### [REQUIRED TASK]
Rewrite the rows below as a numbered list, leaving out blank lines, covering only the part that opens with the line containing "If you could point to the potted" and closes with the line containing "If you could point to the terracotta", both ends included.

— start DATA ENTRIES —

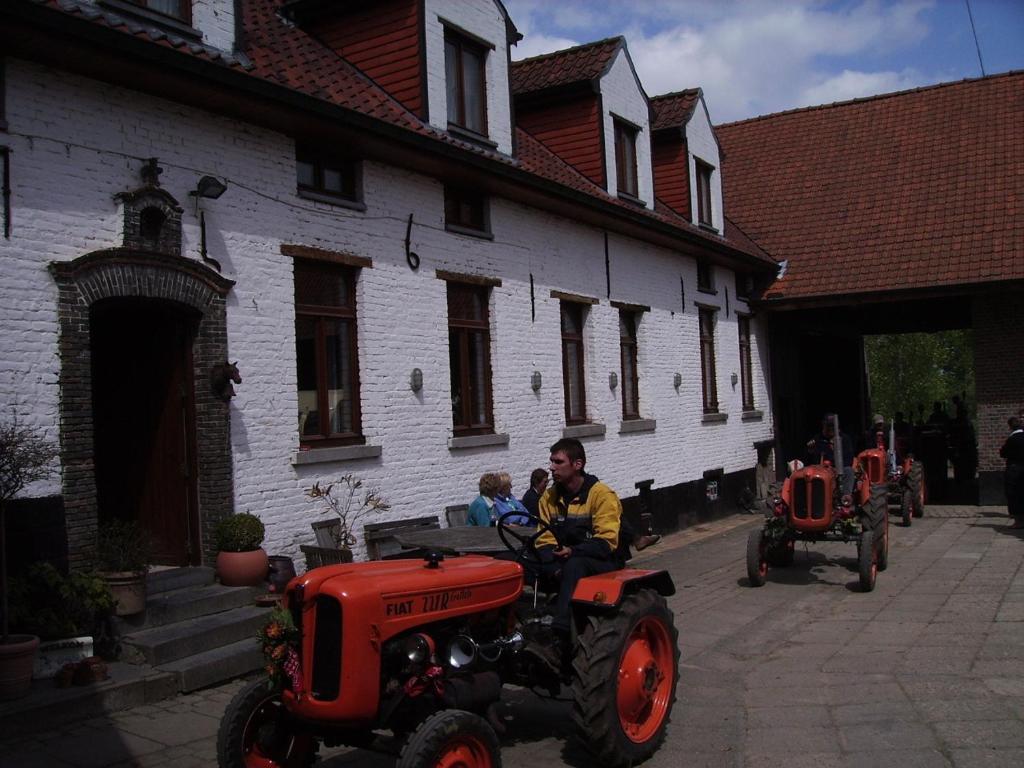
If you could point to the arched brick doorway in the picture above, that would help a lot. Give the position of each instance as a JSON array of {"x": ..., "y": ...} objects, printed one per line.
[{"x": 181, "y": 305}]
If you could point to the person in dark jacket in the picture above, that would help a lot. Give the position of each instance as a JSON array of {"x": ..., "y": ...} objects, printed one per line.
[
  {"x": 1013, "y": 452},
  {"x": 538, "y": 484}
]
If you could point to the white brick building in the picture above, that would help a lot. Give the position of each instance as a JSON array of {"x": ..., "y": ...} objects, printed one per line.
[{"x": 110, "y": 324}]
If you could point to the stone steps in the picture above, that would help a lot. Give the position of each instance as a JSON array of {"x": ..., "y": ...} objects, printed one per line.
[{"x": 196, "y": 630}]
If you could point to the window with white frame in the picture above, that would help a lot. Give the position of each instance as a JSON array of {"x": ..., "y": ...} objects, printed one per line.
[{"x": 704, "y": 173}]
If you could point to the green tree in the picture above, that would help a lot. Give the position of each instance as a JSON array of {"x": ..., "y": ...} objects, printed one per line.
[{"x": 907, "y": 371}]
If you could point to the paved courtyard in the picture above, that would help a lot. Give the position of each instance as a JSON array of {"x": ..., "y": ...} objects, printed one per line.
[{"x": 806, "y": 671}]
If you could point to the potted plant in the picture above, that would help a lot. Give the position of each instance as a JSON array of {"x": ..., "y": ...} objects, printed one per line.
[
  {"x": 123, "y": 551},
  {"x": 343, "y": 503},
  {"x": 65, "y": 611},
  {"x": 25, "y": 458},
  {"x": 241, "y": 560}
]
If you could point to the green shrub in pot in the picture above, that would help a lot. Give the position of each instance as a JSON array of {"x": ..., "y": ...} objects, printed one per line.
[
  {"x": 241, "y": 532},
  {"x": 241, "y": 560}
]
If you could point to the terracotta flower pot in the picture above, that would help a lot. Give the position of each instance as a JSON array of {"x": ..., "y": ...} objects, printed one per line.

— end DATA ENTRIES —
— start DATA ENTRIES —

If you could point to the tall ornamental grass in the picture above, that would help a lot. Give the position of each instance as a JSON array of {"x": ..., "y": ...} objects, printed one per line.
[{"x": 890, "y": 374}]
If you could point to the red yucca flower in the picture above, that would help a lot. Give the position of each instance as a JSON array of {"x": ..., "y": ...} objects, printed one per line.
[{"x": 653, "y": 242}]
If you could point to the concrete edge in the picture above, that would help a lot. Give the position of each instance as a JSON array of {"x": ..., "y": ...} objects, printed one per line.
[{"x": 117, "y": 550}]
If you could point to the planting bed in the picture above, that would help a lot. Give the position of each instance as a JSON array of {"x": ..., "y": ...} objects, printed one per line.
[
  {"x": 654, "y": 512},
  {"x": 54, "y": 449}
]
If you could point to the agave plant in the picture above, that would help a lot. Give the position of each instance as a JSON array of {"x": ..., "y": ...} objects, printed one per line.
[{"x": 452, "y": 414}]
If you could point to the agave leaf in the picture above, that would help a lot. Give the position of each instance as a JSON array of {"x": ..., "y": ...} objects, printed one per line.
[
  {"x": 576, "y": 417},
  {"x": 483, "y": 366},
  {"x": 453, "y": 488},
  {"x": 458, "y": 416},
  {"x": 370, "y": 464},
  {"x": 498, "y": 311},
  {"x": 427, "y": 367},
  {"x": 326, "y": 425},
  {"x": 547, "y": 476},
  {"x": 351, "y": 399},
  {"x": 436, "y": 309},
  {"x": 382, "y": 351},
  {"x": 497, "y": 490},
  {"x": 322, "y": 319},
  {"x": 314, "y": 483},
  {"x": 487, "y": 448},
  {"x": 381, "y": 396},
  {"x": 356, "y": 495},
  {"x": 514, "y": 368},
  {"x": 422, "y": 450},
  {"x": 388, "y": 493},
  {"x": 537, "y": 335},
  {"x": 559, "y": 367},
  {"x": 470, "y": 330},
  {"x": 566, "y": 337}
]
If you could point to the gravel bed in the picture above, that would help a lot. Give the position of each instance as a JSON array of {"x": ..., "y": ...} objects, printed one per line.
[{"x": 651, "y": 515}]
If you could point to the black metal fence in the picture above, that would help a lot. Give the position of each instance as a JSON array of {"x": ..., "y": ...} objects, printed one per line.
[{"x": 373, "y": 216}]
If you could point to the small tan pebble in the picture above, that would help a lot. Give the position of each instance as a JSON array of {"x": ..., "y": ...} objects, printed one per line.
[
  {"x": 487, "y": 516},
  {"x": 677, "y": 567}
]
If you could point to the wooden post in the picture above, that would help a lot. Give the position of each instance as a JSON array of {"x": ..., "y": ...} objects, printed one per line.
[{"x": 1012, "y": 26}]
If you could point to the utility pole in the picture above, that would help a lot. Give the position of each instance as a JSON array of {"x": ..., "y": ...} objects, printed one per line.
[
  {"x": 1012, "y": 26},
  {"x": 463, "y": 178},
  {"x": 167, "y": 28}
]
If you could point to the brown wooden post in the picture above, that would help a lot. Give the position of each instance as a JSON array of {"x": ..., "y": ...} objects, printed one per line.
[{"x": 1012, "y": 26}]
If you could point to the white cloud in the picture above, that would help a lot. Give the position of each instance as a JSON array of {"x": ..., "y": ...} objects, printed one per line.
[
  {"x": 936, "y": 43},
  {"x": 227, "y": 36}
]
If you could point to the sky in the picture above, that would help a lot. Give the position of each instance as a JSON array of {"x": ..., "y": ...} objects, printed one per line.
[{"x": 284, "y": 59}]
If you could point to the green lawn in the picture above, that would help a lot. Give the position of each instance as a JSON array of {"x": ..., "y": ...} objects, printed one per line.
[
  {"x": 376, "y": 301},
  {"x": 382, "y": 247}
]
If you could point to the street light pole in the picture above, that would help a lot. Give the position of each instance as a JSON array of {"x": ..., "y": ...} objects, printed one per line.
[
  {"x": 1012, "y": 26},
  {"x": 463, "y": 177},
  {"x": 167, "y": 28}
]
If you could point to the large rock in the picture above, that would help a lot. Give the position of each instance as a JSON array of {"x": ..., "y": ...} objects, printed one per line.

— end DATA ENTRIES —
— start DATA ENTRIES —

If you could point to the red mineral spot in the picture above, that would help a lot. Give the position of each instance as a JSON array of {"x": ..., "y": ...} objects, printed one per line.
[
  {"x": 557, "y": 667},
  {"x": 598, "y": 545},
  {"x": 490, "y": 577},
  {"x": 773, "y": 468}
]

— end DATA ENTRIES —

### [RESULT]
1. If you could point to the potted plant in the picture above, that would help a lot. Give the position of each instance as a JSON array of {"x": ..., "y": ...} objects, printed one per line.
2. [
3.   {"x": 123, "y": 551},
4.   {"x": 343, "y": 503},
5.   {"x": 65, "y": 611},
6.   {"x": 25, "y": 458},
7.   {"x": 241, "y": 560}
8. ]
9. If you could point to the green shrub in pot in the picture above, that would help a lot. Give the position of each instance as a JSON array of {"x": ..., "y": ...} objects, printed one per line.
10. [
11.   {"x": 241, "y": 532},
12.   {"x": 241, "y": 560}
13. ]
14. If you could point to the terracotta flower pot in the picture above, that would help a lot. Give the position of each instance as a JSON array of {"x": ..., "y": ...} objects, printed one per line.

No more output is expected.